Deine Aufgaben:
1. An welchem Datum erschien die Meldung in der F.A.Z., von der der Text über Sascha Lobo berichtet?
2. Zitiere aus dem Text über Sascha Lobo wörtlich den Abschnitt, der mit den Worten „In der F.A.Z.“ beginnt und mit „Weizen den Dünger.“ endet.
3. Schreib den Text über Sascha Lobo im Anschluss an seinen letzten Satz weiter.

Vorgegebener Text:
------------------------------------
In der F.A.Z. konnte man am 12.1.2014 eine erstaunliche Meldung lesen:
Sascha Lobo: „Das Internet ist nicht das, wofür ich es gehalten habe“
Lange hielt Sascha Lobo das Internet für den Wegbereiter von Demokratie und Befreiung. Jetzt sieht er, dass er sich geirrt hat. In Wahrheit zerstöre es die Grundlagen einer freiheitlichen Gesellschaft. (…)
Nach der Spähaffäre um die NSA und den neuen Erkenntnissen über Wirtschaftsspionage und den Kontrollwahn der Konzerne kommt Lobo zu dem Schluss: „Das Internet ist kaputt.“
Armer Sascha, da hat er wohl einen rabenschwarzen Tag gehabt. Vielleicht sogar eine kleine Panikattacke, denn er verdient sein Geld mit dem Internet und mit dem Drumrum des Internet. Oder andersherum: Sein Trick mit der Frisur und seine Fähigkeit, aktuelle Themen zu erkennen und gleich zu besetzen, benutzt das Internet wie der Weizen den Dünger.
------------------------------------
Aufgelistete Datensätze:
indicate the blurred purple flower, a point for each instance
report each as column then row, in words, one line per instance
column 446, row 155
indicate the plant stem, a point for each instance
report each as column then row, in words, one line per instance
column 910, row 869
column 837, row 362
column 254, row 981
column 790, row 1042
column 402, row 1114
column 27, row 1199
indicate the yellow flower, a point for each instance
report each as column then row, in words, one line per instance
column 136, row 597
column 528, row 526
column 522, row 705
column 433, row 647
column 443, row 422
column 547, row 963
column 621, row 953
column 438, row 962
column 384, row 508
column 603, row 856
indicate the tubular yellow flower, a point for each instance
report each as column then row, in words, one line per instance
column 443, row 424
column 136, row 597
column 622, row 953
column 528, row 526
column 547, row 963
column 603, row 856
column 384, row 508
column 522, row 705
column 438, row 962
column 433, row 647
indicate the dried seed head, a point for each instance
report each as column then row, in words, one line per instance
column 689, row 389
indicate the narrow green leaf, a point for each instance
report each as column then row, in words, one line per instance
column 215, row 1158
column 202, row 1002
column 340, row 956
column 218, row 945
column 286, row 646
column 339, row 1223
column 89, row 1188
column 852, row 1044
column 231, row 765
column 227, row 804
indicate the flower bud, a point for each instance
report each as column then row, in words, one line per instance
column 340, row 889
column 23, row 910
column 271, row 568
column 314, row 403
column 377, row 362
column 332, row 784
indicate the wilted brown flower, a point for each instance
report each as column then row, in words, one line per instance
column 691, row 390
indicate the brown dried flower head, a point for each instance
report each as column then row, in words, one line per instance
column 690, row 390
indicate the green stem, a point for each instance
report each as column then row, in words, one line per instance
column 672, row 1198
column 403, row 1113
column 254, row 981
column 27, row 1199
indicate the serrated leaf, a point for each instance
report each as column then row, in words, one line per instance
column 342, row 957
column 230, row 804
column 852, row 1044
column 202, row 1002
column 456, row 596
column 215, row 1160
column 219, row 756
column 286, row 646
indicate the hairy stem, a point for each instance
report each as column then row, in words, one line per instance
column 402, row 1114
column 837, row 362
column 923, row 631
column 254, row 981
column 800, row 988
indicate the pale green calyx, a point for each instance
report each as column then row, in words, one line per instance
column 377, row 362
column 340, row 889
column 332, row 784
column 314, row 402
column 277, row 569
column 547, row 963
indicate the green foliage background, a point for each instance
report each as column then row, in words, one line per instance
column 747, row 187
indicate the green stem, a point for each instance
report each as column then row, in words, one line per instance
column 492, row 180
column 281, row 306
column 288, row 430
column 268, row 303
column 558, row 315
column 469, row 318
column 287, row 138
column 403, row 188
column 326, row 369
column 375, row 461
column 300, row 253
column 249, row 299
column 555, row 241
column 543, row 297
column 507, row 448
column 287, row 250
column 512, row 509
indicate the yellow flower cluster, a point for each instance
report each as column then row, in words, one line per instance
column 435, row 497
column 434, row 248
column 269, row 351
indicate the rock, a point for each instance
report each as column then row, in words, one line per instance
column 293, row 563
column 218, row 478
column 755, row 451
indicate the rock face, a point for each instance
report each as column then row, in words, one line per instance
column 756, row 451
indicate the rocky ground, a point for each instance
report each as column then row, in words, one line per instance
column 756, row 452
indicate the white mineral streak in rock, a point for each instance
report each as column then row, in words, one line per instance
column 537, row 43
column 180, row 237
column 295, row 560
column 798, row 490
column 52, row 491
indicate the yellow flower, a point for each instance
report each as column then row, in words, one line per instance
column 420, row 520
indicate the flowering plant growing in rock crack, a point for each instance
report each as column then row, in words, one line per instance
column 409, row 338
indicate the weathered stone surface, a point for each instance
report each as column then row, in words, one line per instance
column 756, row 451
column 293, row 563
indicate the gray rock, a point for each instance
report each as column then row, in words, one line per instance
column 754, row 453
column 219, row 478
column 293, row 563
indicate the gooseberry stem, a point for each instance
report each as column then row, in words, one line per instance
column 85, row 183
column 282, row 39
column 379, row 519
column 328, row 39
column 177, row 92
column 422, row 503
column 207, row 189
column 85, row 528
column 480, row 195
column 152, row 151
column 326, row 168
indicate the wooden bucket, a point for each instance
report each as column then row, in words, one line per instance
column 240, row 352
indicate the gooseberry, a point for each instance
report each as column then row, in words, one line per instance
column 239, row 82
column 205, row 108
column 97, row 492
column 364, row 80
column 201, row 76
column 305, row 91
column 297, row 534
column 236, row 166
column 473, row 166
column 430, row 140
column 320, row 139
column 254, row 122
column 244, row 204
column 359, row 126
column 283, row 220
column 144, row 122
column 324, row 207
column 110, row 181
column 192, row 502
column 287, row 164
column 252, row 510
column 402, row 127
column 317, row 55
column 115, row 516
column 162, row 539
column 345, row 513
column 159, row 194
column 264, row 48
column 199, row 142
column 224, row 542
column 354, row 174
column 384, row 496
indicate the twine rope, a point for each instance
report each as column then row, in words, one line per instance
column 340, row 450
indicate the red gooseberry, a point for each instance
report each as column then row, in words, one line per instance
------------------------------------
Lösungen:
1. Am 12.1.2014.

2.
In der F.A.Z. konnte man am 12.1.2014 eine erstaunliche Meldung lesen:
Sascha Lobo: „Das Internet ist nicht das, wofür ich es gehalten habe“
Lange hielt Sascha Lobo das Internet für den Wegbereiter von Demokratie und Befreiung. Jetzt sieht er, dass er sich geirrt hat. In Wahrheit zerstöre es die Grundlagen einer freiheitlichen Gesellschaft. (…)
Nach der Spähaffäre um die NSA und den neuen Erkenntnissen über Wirtschaftsspionage und den Kontrollwahn der Konzerne kommt Lobo zu dem Schluss: „Das Internet ist kaputt.“
Armer Sascha, da hat er wohl einen rabenschwarzen Tag gehabt. Vielleicht sogar eine kleine Panikattacke, denn er verdient sein Geld mit dem Internet und mit dem Drumrum des Internet. Oder andersherum: Sein Trick mit der Frisur und seine Fähigkeit, aktuelle Themen zu erkennen und gleich zu besetzen, benutzt das Internet wie der Weizen den Dünger.

3.
Die Panik ist unbegründet, es gibt vier klare Argumente, die Sascha Lobo wieder in die Welt zurückbringen werden. Nichts ist kaputt. Schauen wir mal…
1. Das Internet ist nicht kaputt – es funktioniert ja.
Um kaputt zu sein, müsste irgendetwas nicht funktionieren, etwas, das man erst einmal reparieren muß. Der Dschungel ist auch nicht kaputt, nur weil man dort von Tigern gefressen werden kann. Und die Reparatur des Dschungels, also die Eliminierung von Tigern und anderen potentiell gefährlichen Viechern, wäre genau das Gegenteil einer Reparatur – sie beraubte den Dschungel seiner Existenz. Tiger gehören zum Dschungelsein. Und zwar echte Tiger, nicht irgendwelche Reservate mit ausbruchssicheren Käfigen.
Das heißt also, auf das Internet übertragen, Hacker, Viren, Spione, SPAM, Brustvergrößerungen, lästiger Kommerz, Urheberrechtsverletzungen und Plattform für hanebüchenen Unsinn, all das gehört zum Internet und ohne all das wäre es nicht das Internet.
2. Das Internet ist nicht das, wofür Sascha L. es hält.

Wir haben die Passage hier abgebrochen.